▶ **Task prompt**:
In the post on interstellar war below, which names tied to Star Wars or its creator come up?
++++ Extract to read ++++
INterstellar war is done in as few steps as you can take, and being able to make sure that each step doesn't slip. Every battle is a major battle. And usually atually fought with very few ships. Not much excess to throw around in most systems. There aren't a heck of a lot of Forrest Planets of Endor out there. (Although that was both a brilliant idea and a typically Lucas-stuipid idea. He was great at one evil Jungian archetype, but really kinda sucked at most other ideas. Star Wars was cool in one way. It was just than made marketable by everyone else.
I really am surprised that I don't think I've ever written this down yet.
Yeah, I am surprised I havne't written this stuff down already. It's so central: It's always there.
The best weapon humans can form. They who decide where to hit with what they've got. Weapons pool, give me what you got (and make it easy to teach me quick to use well what you got), and the Deciders will decide how to use it in battle.
++++ Data segment ++++
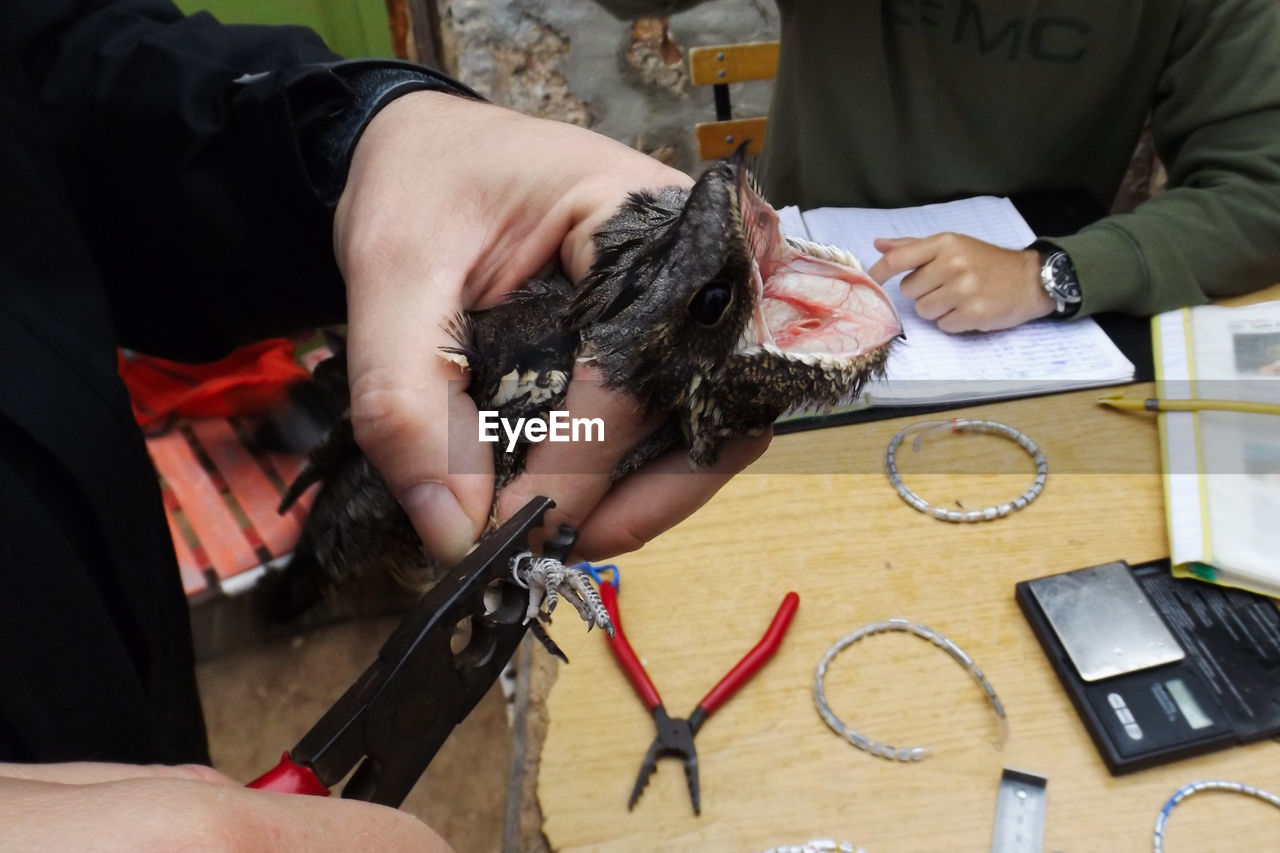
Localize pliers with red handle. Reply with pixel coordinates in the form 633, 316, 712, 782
600, 583, 800, 815
241, 497, 558, 807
++++
▶ **In response**:
- Forrest Planets of Endor
- Lucas
- Star Wars